*** DATA IN THIS EXERCISE Section Begins ***

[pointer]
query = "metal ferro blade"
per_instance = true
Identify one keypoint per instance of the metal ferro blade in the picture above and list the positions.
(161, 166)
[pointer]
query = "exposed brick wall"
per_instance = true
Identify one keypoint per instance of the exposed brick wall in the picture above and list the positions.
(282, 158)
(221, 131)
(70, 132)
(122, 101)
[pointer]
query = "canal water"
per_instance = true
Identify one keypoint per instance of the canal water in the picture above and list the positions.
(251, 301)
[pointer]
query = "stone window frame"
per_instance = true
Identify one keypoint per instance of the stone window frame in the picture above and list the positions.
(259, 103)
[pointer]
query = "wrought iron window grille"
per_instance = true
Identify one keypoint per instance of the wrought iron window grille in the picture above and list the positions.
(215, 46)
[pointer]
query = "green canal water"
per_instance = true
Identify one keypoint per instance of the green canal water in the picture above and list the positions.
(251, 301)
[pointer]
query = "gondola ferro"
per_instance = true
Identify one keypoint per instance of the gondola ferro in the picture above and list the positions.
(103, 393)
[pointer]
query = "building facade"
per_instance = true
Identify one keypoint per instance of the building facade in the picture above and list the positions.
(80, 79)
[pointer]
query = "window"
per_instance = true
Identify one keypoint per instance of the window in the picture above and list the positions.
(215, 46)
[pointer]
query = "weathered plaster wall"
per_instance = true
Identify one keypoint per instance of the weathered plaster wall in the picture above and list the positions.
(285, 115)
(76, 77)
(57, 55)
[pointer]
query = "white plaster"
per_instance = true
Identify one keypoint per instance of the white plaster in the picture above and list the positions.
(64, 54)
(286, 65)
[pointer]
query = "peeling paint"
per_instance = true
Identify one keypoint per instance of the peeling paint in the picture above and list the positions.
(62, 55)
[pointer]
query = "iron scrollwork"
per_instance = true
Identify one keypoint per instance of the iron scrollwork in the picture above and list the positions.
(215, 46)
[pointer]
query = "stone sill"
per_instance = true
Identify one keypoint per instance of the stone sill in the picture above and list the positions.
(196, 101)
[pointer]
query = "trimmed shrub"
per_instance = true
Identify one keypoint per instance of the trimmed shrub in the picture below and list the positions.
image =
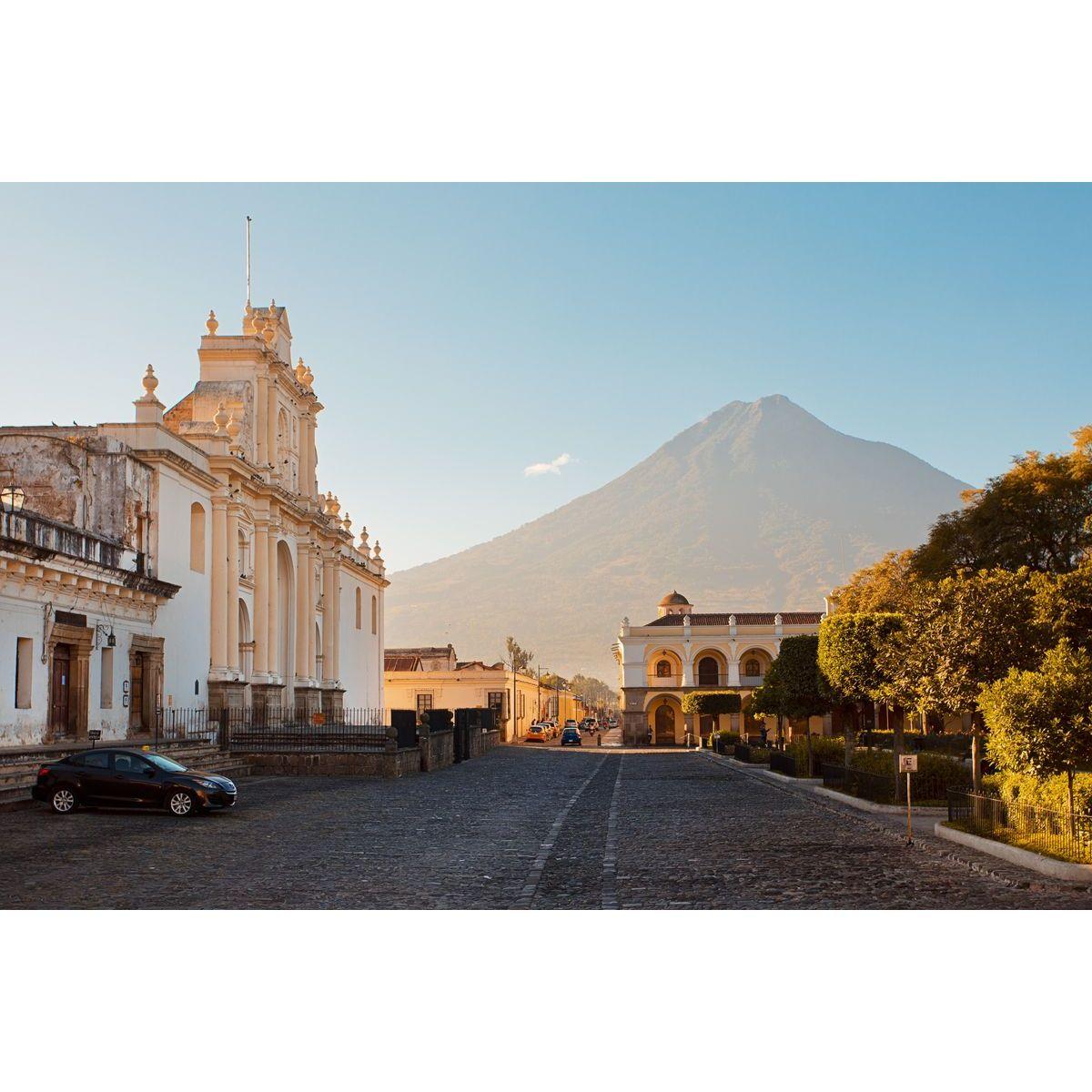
(1049, 793)
(824, 749)
(711, 703)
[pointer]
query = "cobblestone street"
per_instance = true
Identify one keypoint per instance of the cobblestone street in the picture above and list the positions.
(520, 827)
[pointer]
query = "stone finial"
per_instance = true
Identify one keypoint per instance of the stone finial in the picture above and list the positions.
(150, 383)
(148, 408)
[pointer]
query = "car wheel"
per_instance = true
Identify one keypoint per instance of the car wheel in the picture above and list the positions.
(63, 802)
(181, 803)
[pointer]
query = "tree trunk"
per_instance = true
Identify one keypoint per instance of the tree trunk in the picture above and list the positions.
(851, 730)
(976, 753)
(899, 737)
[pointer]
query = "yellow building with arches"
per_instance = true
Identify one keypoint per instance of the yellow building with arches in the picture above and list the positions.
(681, 651)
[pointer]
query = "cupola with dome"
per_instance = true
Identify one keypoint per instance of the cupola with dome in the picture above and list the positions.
(672, 603)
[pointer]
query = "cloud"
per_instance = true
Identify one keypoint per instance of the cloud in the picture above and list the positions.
(555, 468)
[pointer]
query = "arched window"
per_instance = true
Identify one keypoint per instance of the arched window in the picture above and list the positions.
(197, 538)
(709, 672)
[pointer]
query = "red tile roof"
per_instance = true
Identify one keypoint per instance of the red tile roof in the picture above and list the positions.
(393, 662)
(765, 618)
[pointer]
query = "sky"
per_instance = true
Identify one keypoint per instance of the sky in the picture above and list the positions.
(486, 353)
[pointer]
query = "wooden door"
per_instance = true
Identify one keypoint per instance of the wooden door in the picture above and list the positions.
(136, 693)
(60, 689)
(665, 725)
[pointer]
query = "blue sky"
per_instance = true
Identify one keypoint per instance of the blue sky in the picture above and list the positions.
(462, 333)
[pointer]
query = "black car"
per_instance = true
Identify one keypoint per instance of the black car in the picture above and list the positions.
(121, 778)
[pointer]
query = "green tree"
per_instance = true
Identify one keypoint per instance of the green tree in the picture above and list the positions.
(855, 659)
(794, 687)
(1036, 516)
(966, 632)
(1041, 721)
(518, 660)
(885, 587)
(1065, 605)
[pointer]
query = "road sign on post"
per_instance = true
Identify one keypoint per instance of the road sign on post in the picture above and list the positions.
(907, 764)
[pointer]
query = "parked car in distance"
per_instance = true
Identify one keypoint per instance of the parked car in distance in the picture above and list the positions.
(117, 778)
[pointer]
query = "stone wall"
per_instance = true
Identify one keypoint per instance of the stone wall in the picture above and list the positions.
(337, 764)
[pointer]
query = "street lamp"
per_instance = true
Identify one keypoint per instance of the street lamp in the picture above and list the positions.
(12, 498)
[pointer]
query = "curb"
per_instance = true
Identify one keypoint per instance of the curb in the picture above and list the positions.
(814, 785)
(1046, 866)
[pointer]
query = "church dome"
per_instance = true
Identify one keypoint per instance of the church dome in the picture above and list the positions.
(674, 600)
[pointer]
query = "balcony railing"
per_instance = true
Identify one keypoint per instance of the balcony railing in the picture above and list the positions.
(702, 682)
(669, 682)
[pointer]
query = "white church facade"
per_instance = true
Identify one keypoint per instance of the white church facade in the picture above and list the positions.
(185, 560)
(682, 651)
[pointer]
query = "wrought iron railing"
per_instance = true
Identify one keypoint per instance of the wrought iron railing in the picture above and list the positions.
(1065, 834)
(926, 787)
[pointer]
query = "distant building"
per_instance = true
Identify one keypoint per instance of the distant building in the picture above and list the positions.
(424, 678)
(681, 651)
(186, 558)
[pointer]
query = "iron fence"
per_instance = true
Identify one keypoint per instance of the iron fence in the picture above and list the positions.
(278, 729)
(784, 763)
(1065, 834)
(747, 753)
(926, 787)
(956, 745)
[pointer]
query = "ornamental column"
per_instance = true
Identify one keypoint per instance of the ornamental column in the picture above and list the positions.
(273, 606)
(232, 596)
(218, 584)
(261, 431)
(329, 627)
(311, 604)
(304, 579)
(271, 445)
(261, 600)
(336, 634)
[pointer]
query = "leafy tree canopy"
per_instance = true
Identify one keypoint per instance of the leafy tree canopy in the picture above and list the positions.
(1037, 514)
(711, 703)
(887, 587)
(793, 686)
(1041, 721)
(517, 658)
(854, 654)
(967, 631)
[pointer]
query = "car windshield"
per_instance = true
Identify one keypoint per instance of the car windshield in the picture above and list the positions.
(165, 763)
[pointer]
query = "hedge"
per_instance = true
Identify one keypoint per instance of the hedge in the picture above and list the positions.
(1049, 793)
(711, 703)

*** DATA IN THIS EXERCISE Section Ends ***

**PROMPT:**
Working from the entries above, return all lines that contain "trimmed".

**FINISHED EXERCISE:**
query = "trimmed shrub"
Identify one keypoint per instance of the trimmed shrub in the picture below and list the positions.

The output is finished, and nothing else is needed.